[Directions]
Wherever an image appears in the data, omit it and copy all the remaining text word for word.
------
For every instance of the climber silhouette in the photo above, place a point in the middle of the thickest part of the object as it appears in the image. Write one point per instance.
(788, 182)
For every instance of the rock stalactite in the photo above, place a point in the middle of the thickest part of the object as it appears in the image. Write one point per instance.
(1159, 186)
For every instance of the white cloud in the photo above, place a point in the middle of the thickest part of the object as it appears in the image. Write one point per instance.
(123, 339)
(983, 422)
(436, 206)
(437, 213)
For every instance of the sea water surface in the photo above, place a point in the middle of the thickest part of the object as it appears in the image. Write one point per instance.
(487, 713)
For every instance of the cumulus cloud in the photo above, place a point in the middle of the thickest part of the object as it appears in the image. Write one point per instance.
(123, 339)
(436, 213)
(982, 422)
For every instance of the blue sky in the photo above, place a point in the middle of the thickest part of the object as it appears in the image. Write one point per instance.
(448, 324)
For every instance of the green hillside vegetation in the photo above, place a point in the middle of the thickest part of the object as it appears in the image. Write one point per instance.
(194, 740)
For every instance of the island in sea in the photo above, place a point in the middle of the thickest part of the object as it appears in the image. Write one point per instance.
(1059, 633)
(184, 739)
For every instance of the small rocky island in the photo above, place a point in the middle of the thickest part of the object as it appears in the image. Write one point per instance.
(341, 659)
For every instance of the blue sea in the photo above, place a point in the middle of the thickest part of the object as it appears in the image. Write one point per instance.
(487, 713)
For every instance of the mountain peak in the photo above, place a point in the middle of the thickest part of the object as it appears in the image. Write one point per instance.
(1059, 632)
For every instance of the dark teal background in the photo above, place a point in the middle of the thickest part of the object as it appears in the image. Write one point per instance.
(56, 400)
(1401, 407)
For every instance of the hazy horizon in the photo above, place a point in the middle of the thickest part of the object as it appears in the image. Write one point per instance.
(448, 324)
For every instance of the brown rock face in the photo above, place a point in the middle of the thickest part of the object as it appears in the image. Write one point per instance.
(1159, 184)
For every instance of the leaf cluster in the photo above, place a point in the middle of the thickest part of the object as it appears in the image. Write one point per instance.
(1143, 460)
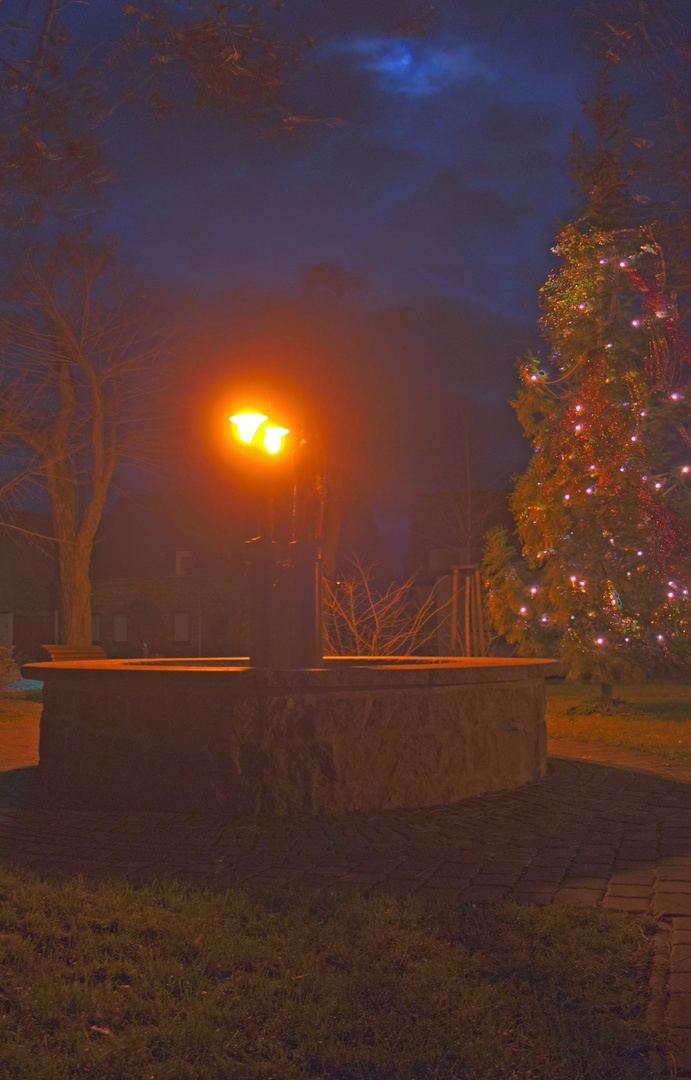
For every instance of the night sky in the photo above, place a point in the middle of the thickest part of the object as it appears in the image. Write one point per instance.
(391, 261)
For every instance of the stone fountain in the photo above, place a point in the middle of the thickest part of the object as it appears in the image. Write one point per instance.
(217, 734)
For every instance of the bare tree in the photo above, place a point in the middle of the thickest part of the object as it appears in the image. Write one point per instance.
(76, 396)
(63, 79)
(360, 621)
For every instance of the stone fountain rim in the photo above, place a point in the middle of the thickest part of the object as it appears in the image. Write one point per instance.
(339, 673)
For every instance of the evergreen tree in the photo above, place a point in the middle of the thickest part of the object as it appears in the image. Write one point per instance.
(604, 509)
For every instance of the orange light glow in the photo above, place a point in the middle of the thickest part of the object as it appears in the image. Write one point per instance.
(272, 437)
(247, 424)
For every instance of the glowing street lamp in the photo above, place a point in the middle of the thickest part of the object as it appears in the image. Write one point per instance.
(285, 585)
(249, 423)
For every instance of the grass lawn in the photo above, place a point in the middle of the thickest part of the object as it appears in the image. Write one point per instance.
(113, 982)
(652, 716)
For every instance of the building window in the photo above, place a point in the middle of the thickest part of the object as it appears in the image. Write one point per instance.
(180, 626)
(184, 562)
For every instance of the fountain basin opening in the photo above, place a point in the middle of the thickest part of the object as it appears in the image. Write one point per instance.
(215, 734)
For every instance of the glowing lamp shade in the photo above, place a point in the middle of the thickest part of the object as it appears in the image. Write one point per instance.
(247, 424)
(272, 437)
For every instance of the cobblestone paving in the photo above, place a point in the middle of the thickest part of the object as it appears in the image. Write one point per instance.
(605, 826)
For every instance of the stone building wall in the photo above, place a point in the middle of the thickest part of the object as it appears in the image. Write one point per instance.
(171, 616)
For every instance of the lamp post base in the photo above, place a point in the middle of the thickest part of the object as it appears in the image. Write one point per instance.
(285, 604)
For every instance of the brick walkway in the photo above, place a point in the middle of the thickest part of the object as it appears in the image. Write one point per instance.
(605, 826)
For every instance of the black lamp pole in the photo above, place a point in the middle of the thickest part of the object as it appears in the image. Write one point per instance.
(285, 579)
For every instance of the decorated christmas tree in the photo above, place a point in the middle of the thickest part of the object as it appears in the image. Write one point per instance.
(604, 510)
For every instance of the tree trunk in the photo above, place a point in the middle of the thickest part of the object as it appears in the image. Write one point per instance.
------
[Reply to the exercise]
For every instance of the climber silhouette in the photo above, place a point in the middle of the thickest part of the object as it appears in the image. Write one point per instance.
(788, 182)
For every instance of the rock stalactite in the photo above, place a point in the middle of the thickest part of the object as it appears in the image. Write one point per instance.
(1159, 186)
For every instance of the white cloud in the photo above, place a point in the middle of the thickest part of the object as it appears in the image. Write one point per instance.
(123, 339)
(983, 422)
(436, 206)
(437, 213)
For every instance of the sea water surface in the photo above, place a point in the middle of the thickest part of the object as it appears in the image. Write one point per instance.
(487, 713)
For every instance of the cumulus cloud in the photo above, place a point in the middle of the thickest part of the object as it appears in the image. Write one point per instance.
(123, 339)
(436, 213)
(982, 422)
For every instance of the blue sky in the photo above, place a point in the middle of the thickest part of the object as it appears in the image. Write one point per instance.
(448, 324)
For every instance of the green hillside vegetation in the photo above, place a point in the middle of the thickest part of the object as it appears in the image. Write one point per instance.
(194, 740)
For every instance of the island in sea in the photo above, place a point in the middle of the thickest part of the object as it appears in the image. Write one point per instance.
(1059, 633)
(184, 739)
For every instance of the small rocky island in the photo above, place a point in the middle of the thickest part of the object as it appears in the image. Write one point per instance.
(341, 659)
For every instance of the blue sea in the photo above, place a point in the middle of the thickest part of the object as it appears in the image. Write one point per instance.
(487, 713)
For every instance of the mountain peak in the photo above, place a point in the middle of the thickest part of the object as it appears in the image. Write one point per instance.
(1059, 632)
For every instance of the dark teal background in the photo above, place a point in the middle of the thickest part of the object as it appears in the image. Write one point per instance.
(56, 400)
(1401, 407)
For every instance of the hazy horizon in the photo above, place a point in the middle of the thickest part of the object as it appears in the image. Write one point per instance.
(448, 324)
For every instance of the brown rock face in the photo above, place a point in the middle of the thickest part of the object as it appears in the image. Write one point per instance.
(1159, 184)
For every instance of the leaf cluster in the photo above, place a point in the middle of the thickest part of the object as it appears in the image. Write one point per instance.
(1143, 460)
For every instance of the night sky in the photo above, place a point in the middle of the thickest part of the object as it appears in the image. Write one point per instance.
(391, 261)
For every instance of the stone fountain in the photo above, place a point in the middle of the thickest part of the object as it appears in the image. Write one point per instance.
(217, 734)
For every instance of the bare tree in the photo above, place a point in the middle of the thickest part of the object as it appears in the image. Write one point per instance.
(76, 396)
(63, 79)
(360, 621)
For every instance of the stone fountain rim in the photo above, place a point in the middle of the thickest part of the object as it appears in the image. Write one point per instance.
(339, 673)
For every instance of the evergreen tree in the photo above, place a point in the middle of the thickest part of the object as it appears in the image. Write one point per instance.
(604, 509)
For every instance of the orange light glow in the photo above, place a point in the middle of the thickest part of the object as it appears in the image. Write one point per instance.
(272, 437)
(247, 424)
For every instance of the glowing street lamp in the photo above, place a point in the middle of the thickest part of the object as it appears in the image. Write one point per instance.
(285, 585)
(249, 423)
For every instance of the grass lawn in the photo above, place a point in the middle of the thickest part of the object as it appears in the image. Write one point per instance.
(113, 982)
(652, 716)
For every instance of the building window in the photo above, place a point in the middle of the thickest part of the object as it appears in the image. Write one point per instance.
(180, 626)
(184, 562)
For every instance of the fountain basin opening in the photo above, place a point in the middle of the thickest part of the object as it appears in the image. Write one point per instance.
(215, 734)
For every instance of the glowing lamp shade in the photo above, place a point in the middle of the thickest part of the object as it appears in the image. Write one point per instance.
(247, 424)
(272, 437)
For every instance of the cobblestone paving in the photo above, place a point in the middle of the thickest part of the object as it appears in the image. Write one point per instance.
(605, 826)
For every instance of the stone building wall in the photo above, place a point in the middle of the thickest part of the object as it appears in the image. Write one point per instance.
(171, 616)
For every instance of the lamp post base in the photo above, place a point in the middle of the thickest part of the object as it appears in the image. Write one point per instance.
(285, 604)
For every instance of the brick walkway in the photo above, place a point in the middle of the thickest part of the object as it appears in the image. Write one point per instance.
(605, 826)
For every instance of the black lamp pole in the photo above, place a point in the middle of the thickest part of the object as it appears in the image. Write one point per instance.
(285, 579)
For every instance of the decorated christmas tree in the photo above, place a point in the middle of the thickest part of the object as it appears in the image. Write one point per instance.
(604, 510)
For every instance of the tree trunk in the photo above, place a point in the middle of the thickest part of the object as it appears in the image. Write one point per instance.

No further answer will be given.